[Location annotation dataset excerpts]
+-------+
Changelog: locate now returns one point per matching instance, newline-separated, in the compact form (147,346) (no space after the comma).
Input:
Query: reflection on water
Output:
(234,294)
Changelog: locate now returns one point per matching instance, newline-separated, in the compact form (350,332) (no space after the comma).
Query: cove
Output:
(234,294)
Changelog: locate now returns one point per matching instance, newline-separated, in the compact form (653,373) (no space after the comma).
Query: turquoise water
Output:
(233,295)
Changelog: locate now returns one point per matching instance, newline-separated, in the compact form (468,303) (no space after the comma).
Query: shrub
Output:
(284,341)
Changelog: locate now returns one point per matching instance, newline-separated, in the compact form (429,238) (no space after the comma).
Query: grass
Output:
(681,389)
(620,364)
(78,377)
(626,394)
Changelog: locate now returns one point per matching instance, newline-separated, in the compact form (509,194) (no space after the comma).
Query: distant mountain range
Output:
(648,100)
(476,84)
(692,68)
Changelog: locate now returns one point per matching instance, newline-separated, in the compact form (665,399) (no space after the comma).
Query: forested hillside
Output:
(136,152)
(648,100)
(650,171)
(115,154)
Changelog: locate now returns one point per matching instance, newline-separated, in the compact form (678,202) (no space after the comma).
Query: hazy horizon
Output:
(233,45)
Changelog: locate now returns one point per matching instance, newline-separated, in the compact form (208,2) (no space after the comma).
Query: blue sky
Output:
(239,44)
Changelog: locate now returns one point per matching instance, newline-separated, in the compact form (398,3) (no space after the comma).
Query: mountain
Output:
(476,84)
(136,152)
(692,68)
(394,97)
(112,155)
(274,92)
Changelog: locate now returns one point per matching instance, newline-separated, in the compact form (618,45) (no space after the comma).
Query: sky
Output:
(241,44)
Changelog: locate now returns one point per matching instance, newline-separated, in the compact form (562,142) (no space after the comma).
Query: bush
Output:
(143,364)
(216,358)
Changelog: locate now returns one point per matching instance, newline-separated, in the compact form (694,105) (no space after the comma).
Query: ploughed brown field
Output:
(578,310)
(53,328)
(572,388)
+-------+
Write out the listing again, starting with the line containing "(562,142) (no space after the comma)." and going on through the end of the listing, with the requests included. Offset every coordinate in the answers by adding 135 to each number, and leave the numbers in the requests unchanged.

Changelog: locate now returns one point per matching instance, newline-separated, in the compact form (562,142) (no space after the comma).
Query: bush
Output:
(278,499)
(351,493)
Changelog: locate now returns one point per matching instance, newline-separated, in the compact form (694,105) (no space after the comma).
Query: ploughed brown field
Output:
(713,445)
(188,463)
(707,523)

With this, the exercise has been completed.